**Task to carry out**
Each line below should be repeated exactly, but no picture should be carried over.
___ Source material
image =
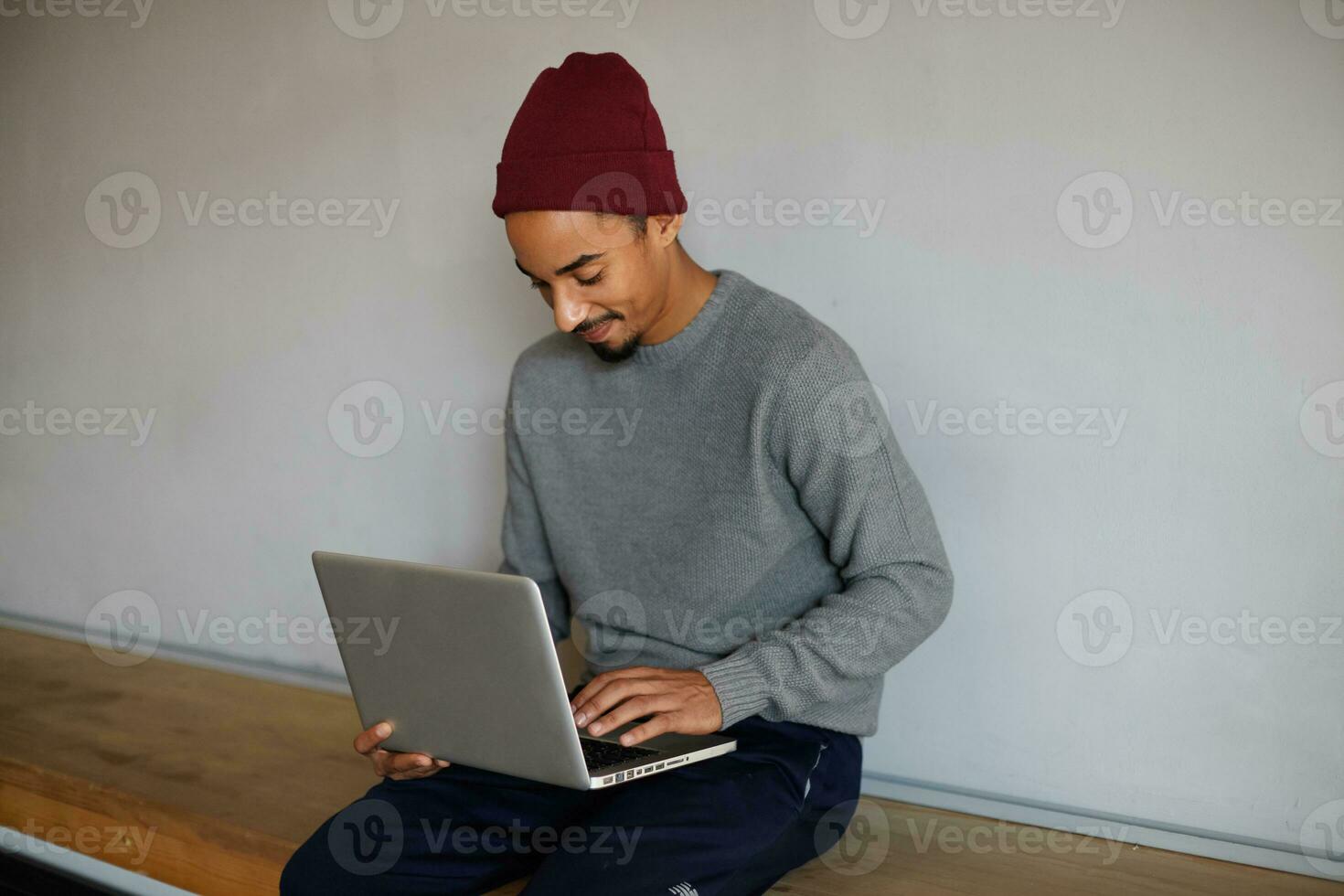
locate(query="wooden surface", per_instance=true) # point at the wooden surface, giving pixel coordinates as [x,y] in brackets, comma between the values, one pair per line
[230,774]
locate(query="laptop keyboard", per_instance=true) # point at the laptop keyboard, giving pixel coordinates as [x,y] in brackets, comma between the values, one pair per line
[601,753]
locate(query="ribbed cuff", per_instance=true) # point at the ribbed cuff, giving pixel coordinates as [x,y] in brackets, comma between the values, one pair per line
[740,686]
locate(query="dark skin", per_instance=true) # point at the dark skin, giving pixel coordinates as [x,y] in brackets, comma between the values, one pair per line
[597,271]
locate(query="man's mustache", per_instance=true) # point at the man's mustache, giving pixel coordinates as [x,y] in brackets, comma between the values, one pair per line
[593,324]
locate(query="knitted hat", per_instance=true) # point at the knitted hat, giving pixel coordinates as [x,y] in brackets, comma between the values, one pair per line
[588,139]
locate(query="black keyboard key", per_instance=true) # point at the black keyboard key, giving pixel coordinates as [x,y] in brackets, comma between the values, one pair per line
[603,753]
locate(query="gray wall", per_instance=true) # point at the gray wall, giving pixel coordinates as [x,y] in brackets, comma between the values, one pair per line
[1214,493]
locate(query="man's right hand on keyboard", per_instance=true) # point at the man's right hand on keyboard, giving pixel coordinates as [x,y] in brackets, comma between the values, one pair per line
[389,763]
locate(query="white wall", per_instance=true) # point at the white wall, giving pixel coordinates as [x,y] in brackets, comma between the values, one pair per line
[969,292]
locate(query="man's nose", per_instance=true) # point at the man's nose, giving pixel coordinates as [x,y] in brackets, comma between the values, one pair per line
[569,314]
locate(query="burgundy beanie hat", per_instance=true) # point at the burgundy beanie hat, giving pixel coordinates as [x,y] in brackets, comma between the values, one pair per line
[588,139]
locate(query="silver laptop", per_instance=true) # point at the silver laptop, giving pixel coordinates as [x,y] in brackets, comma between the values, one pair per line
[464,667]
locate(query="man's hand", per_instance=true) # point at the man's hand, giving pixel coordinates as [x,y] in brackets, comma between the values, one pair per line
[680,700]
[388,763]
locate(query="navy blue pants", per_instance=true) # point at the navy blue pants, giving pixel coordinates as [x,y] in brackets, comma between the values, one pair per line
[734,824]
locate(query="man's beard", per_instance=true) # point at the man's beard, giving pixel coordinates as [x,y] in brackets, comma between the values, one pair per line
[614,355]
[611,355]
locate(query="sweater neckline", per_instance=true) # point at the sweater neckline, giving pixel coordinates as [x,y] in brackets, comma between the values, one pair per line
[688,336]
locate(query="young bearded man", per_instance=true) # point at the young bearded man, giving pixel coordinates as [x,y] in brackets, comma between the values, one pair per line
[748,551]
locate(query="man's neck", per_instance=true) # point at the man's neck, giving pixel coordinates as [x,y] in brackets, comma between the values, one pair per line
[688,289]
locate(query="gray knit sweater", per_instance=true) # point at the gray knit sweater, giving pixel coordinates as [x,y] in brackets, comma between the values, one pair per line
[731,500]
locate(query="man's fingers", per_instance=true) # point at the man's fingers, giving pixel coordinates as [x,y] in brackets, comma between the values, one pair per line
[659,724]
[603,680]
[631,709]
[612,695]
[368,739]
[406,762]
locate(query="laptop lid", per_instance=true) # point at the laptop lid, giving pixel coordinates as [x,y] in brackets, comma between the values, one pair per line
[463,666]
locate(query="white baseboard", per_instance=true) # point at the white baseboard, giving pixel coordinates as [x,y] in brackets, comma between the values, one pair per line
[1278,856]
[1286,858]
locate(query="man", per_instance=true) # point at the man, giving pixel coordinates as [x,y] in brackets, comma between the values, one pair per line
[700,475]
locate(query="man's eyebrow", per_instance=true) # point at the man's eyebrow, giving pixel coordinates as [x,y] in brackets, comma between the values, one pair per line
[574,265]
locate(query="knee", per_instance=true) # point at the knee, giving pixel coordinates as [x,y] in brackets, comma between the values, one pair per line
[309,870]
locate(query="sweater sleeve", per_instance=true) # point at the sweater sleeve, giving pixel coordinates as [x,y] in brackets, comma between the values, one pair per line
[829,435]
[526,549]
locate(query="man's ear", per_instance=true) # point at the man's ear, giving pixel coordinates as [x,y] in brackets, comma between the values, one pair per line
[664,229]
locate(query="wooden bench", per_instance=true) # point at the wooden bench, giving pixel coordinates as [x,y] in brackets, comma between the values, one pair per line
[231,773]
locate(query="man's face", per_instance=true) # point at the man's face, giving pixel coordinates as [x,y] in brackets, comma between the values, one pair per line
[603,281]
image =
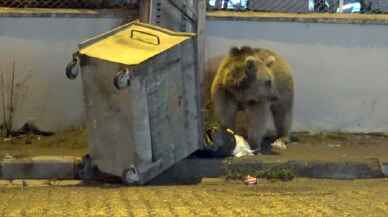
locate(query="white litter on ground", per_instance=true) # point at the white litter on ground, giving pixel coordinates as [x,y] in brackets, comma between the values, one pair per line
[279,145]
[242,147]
______
**Written answer**
image =
locate(query="wooden surface", per_instance=true) # point at the wooden surface, giving pixel coordinates as [x,y] in brackets, comma between the values, one pair per line
[230,774]
locate(query="laptop keyboard", per_instance=true) # point at the laptop keyboard, giving pixel coordinates as [x,y] in brackets, comma between the values, one pair per line
[601,753]
locate(query="ribbed cuff", per_instance=true) # point at the ribbed cuff, giving pixel coordinates as [x,y] in brackets, comma between the values, one pair per line
[740,686]
locate(query="dark skin", per_instance=true) # point at the dark skin, giving pixel coordinates as [x,y] in brackets, comma between the values, one pair per line
[597,271]
locate(query="man's mustache", per_instance=true) # point at the man's mustache, giving pixel coordinates as [x,y] in brackets, comma between the values, one pair per line
[593,324]
locate(query="knitted hat", per_instance=true) # point at the knitted hat, giving pixel coordinates as [x,y] in brackets, comma between the values, one pair per line
[588,139]
locate(query="black keyboard key", per_instance=true) # point at the black keyboard key, giving pixel coordinates as [x,y] in brackets, comma between the values, one pair per line
[603,753]
locate(query="gray wall", per_instance=true) # point at the gray wall, giving pixel coordinates as [x,y] in brackets, comma between the values, one pair per line
[1214,493]
locate(query="man's right hand on keyboard", per_instance=true) # point at the man's right hand on keyboard, giving pixel coordinates as [x,y] in brackets, comma between the values, one pair per line
[389,763]
locate(query="white wall", per_instance=true) # point at the white wall, giving pixel coordinates as [x,y] in brackets, comma between the values, one pair per line
[969,292]
locate(query="man's nose", per_instance=true) # point at the man's nose, giving pixel coordinates as [x,y] in brackets, comma between the values, one pair per line
[569,314]
locate(query="burgundy beanie hat", per_instance=true) # point at the burgundy beanie hat, giving pixel coordinates as [x,y] in brackets, comma between the values, one pair per line
[588,139]
locate(query="silver laptop", per_instance=true) # point at the silver laptop, giving pixel coordinates as [x,y] in brackets, comma between the values, one pair per line
[464,667]
locate(query="man's hand", per_instance=true) # point at the man's hand, giving pixel coordinates as [x,y] in brackets, comma between the values, one pair per line
[680,700]
[388,763]
locate(query="navy blue pants", per_instance=true) # point at the navy blue pants, giving pixel coordinates as [x,y] in brackets, comma between the values, one pair per line
[734,824]
locate(query="man's beard", per_instance=true) # point at the man's beard, giving pixel coordinates as [x,y] in brackets, comma between the values, one pair per line
[614,355]
[611,355]
locate(query="sweater neckline", per_instance=true) # point at the sweater neckline, giving pixel coordinates as [x,y] in brackets, comma between the values, one pair per line
[688,336]
locate(query="young bearded man", per_instance=true) # point at the young bearded man, giving pixel coordinates as [x,y] in brackets, comma between the values, one pair per line
[748,551]
locate(query="man's neck", per_instance=true) # point at the man's neck, giving pixel coordinates as [x,y] in brackets, comma between the values, one pair per line
[688,289]
locate(query="gray knit sweater", per_instance=true) # point at the gray knit sweater, giving pixel coordinates as [x,y] in brackets, comma between the values, one pair per line
[731,500]
locate(query="man's fingers", per_instance=true) # point at the man's fingers, giving pixel coordinates as [x,y] in brackets, comma between the values, one pair per line
[659,724]
[603,680]
[631,709]
[612,695]
[368,739]
[406,762]
locate(query="laptop lid", per_instance=true) # point at the laptop lid, giving pixel coordinates as [x,y] in brackets, comma between the values, one pair per line
[463,666]
locate(query="white baseboard", per_instance=true) # point at the white baseboard, giving pixel coordinates as [x,y] in brackets, comma between the values, one pair per line
[1278,856]
[1286,858]
locate(query="man", per_instance=true) # point at the man, giving pixel coordinates as [x,y] in brackets, comma between the values, one pair per line
[700,475]
locate(query="man's eyebrow", per_instance=true) # point at the man's eyebrow, giving pixel coordinates as [x,y] in brackets, comma between the values, one pair per line
[574,265]
locate(query="knee", per_instance=true) # point at the knee, giving pixel coordinates as [x,y] in brackets, comma between the values, one pair per line
[309,870]
locate(query="sweater sleeve", per_instance=true) # point at the sweater sleeve, giving pixel coordinates as [x,y] in brackets, comma between the values, one pair per line
[829,435]
[526,549]
locate(query="man's ear", per_instance=true) # point at the man's ear, giving pixel coordinates as [x,y] in brackets, comma between the values, one pair per line
[664,229]
locate(query="wooden bench", per_instance=true) # point at the wooden bench, giving pixel coordinates as [x,y] in brackets, comma between the values, one pair per line
[231,773]
locate(query="man's face", per_instance=true) # point at the man's face, giving pixel coordinates as [x,y] in brackets, comma between the values, one pair per line
[603,281]
image =
locate(query="white litter on ground", per_instance=true) # point at the white litter on ground, giving pixel coordinates as [x,y] in brackets, comma between the values, one pair per line
[279,145]
[242,147]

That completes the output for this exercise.